## Given request
Quote all of the data that follows exactly as written, skipping the images.

Location identification items:

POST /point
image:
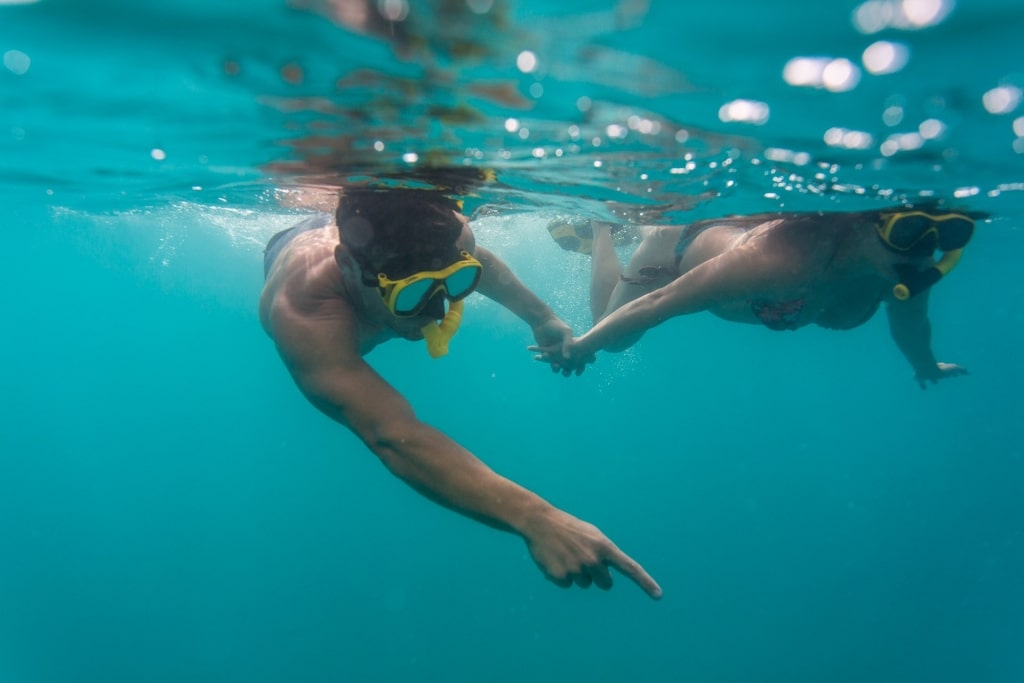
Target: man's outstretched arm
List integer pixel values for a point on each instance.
(911, 331)
(324, 359)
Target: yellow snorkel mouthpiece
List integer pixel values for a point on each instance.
(437, 335)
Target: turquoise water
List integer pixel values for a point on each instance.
(171, 509)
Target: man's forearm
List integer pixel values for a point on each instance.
(500, 284)
(443, 471)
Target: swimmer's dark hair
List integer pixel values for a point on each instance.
(398, 230)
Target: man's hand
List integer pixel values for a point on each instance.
(554, 343)
(567, 358)
(941, 371)
(571, 551)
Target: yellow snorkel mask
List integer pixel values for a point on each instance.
(409, 296)
(916, 231)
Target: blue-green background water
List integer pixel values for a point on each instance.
(171, 509)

## In response
POST /point
image:
Target: man's outstretched arm
List integer pixel values for a point on each instance.
(911, 331)
(324, 359)
Target: yellow snorkel mouthpiece
List integer pixel values for a point on each instance.
(437, 335)
Target: turquoise water
List integer pixel values for a point on each instance.
(171, 509)
Target: man's forearm
List integer pixel values for a point on each instance.
(500, 284)
(443, 471)
Target: swimmer's dark hair
List integer pixel values for a point on each instance.
(398, 230)
Target: man's hand
List integer pixel values for a point on each instance.
(554, 343)
(567, 358)
(941, 371)
(571, 551)
Target: yellow snorkel mask
List integer pixel values for a point on each instance.
(409, 296)
(916, 231)
Target: blue-green background water
List integer pixel values for a point on each instance.
(171, 509)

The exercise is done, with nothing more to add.